(Image location labeling entries)
— START —

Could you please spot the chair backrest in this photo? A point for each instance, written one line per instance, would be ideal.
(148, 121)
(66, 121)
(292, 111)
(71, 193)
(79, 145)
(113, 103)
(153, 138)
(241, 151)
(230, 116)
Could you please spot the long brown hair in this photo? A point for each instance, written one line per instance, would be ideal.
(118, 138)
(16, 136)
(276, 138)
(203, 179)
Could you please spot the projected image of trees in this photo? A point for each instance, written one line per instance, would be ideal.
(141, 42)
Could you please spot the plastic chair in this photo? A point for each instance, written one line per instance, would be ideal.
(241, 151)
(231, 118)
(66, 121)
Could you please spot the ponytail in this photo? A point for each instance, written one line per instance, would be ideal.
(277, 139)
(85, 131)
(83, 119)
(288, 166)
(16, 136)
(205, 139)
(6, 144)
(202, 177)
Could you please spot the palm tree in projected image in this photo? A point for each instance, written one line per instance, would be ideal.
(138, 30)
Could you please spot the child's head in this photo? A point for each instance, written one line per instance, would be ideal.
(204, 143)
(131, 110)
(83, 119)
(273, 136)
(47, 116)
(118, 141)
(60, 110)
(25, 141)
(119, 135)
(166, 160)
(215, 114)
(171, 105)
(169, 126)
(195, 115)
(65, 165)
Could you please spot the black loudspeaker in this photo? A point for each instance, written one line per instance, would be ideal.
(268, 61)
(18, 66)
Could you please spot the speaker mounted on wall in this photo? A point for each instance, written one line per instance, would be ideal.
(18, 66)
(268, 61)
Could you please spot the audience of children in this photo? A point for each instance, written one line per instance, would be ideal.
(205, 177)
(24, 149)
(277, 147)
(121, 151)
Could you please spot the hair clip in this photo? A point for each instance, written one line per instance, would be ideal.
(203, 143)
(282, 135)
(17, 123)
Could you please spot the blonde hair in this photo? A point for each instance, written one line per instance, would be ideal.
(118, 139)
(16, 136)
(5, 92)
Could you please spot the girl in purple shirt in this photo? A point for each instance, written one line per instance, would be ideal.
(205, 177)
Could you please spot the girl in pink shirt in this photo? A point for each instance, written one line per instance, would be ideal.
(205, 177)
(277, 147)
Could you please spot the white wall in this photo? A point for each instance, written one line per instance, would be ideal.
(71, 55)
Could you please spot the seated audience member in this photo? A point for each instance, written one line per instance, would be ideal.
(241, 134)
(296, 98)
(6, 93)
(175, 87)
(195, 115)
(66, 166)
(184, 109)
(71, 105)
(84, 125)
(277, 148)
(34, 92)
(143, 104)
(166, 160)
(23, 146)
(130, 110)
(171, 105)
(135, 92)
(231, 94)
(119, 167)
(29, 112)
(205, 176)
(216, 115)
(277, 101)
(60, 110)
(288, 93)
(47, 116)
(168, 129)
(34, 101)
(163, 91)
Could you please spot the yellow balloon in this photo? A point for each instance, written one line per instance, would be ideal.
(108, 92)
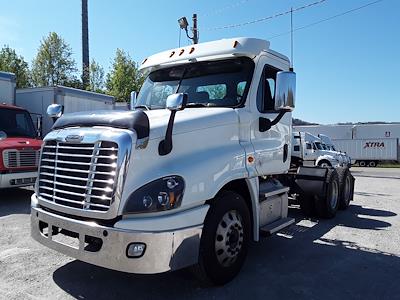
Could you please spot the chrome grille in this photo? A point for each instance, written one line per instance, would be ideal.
(79, 175)
(13, 158)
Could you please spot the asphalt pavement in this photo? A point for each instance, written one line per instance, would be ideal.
(354, 256)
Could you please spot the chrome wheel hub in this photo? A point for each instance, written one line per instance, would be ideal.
(229, 238)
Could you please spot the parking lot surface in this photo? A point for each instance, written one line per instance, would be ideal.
(353, 256)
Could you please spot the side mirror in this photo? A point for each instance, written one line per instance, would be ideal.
(3, 135)
(285, 90)
(133, 100)
(39, 126)
(55, 111)
(176, 102)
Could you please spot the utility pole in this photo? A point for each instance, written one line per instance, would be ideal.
(183, 24)
(85, 45)
(195, 30)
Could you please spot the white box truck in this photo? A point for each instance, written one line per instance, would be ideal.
(310, 150)
(366, 144)
(7, 88)
(36, 101)
(199, 168)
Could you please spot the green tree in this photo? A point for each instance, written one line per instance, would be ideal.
(53, 64)
(96, 77)
(124, 77)
(11, 62)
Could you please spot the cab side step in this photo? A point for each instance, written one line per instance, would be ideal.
(274, 227)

— END —

> **What to work on**: Your task is to return the entries above exactly, with no pictures.

> **Answer for this exercise**:
Could you please spot the chair backrest in this photo? A point for each instance, written one line per instance, would be ideal.
(148, 121)
(66, 121)
(292, 111)
(71, 193)
(79, 145)
(113, 103)
(153, 138)
(241, 151)
(230, 116)
Could you please spot the long brown hair in this photo? A point for each instance, written one line per instance, would be ideal.
(118, 138)
(16, 136)
(276, 138)
(203, 179)
Could you please spot the projected image of trees in this photo? A point for each instance, written one line per instance, would be ideal.
(141, 42)
Could you please spot the plastic chair in this photo? A point for each instance, written one line per instance, would be ideal.
(241, 151)
(231, 118)
(66, 121)
Could you please spot the ponytail in this photo? A point for each instance, written one line per instance, would be ideal.
(277, 139)
(85, 131)
(83, 119)
(288, 166)
(16, 136)
(205, 139)
(6, 144)
(202, 177)
Could you please spot the palm tree in projected image in this photo? A point for each instance, written one line per instance, would be ideal.
(138, 30)
Could you please spot the child's head in this photo? A point for each instance, written one line per instance, would be ideal.
(204, 143)
(131, 110)
(83, 119)
(273, 136)
(47, 116)
(118, 141)
(60, 110)
(25, 141)
(119, 135)
(166, 160)
(215, 114)
(171, 105)
(169, 126)
(195, 115)
(65, 165)
Could you please spot the black loudspeaker in this photo? A point for each instance, written one line per instance, would be ideal.
(268, 61)
(18, 66)
Could you please spot the speaker mounted on wall in this photo? A point for each instance, written one line per instance, would be ideal.
(18, 66)
(268, 61)
Could you please spot the audience of children in this photo? A point for each instance, written one line per instance, would be ideal.
(205, 177)
(24, 149)
(277, 147)
(121, 151)
Could you please spot the hair clip in this photo? A point for each instance, written one line per instance, would be ideal.
(203, 143)
(282, 135)
(17, 123)
Could you please spot the blonde hair in this photo? A point for each instance, written one line per instance, would be ideal.
(118, 139)
(16, 136)
(5, 92)
Could you please spot the girl in purple shirt in this photo? A point for each instance, written one line per instance, would be ideal.
(205, 177)
Could you please spot the girl in pink shirt in this photo? A point for each instance, written one line per instance, would be ideal.
(205, 177)
(277, 147)
Could you please spot the white wall in this photo? A point for each instance, written one line per instance, would be ideal.
(71, 55)
Could you please spot the seated audience member in this photo? A point for each instance, written one line per instance, would be ideal.
(241, 134)
(296, 98)
(6, 93)
(175, 87)
(195, 115)
(66, 166)
(184, 109)
(71, 105)
(84, 125)
(277, 148)
(34, 92)
(143, 104)
(166, 160)
(23, 146)
(130, 110)
(171, 105)
(135, 92)
(231, 94)
(119, 167)
(29, 112)
(205, 176)
(216, 115)
(277, 101)
(60, 110)
(288, 93)
(47, 116)
(168, 129)
(34, 101)
(163, 91)
Could you please spot the yellow balloon in this photo? A point for each instance, written one line per instance, would be ideal.
(108, 92)
Could you please spot the chrome grille in this photo? A point for each instance, written one line per instance, would be ideal.
(79, 175)
(13, 158)
Could you please spot the asphalt pavement in this photo? A point for each instance, written one line per instance, would be ideal.
(354, 256)
Could you please spot the chrome wheel hub in this photo? A point for each instance, written one line per instance, would be ideal.
(229, 238)
Could you please spot the parking lot surface in this photo? A point for each instance, written one line per instance, would be ideal.
(353, 256)
Could you please spot the side mirror in this photo? A point for each instance, written one line per instance, would be ideal.
(3, 135)
(285, 90)
(133, 100)
(39, 126)
(55, 111)
(176, 102)
Could you please spot the utility pole in this photo? A point for each instance, written one line per instance, would be ideal.
(183, 24)
(85, 45)
(195, 30)
Could you please spot the white box truck in this photo? A point for each instance, written one line per instance, would be ideal.
(310, 150)
(366, 144)
(7, 88)
(36, 101)
(199, 168)
Could you please spot the green tree in this photo? A point for each instance, written one line per instance, would be ideal.
(53, 64)
(96, 77)
(124, 77)
(11, 62)
Could you please spot the cab side step in this photo? A point for each instance, written one line per instance, would be ideal.
(274, 227)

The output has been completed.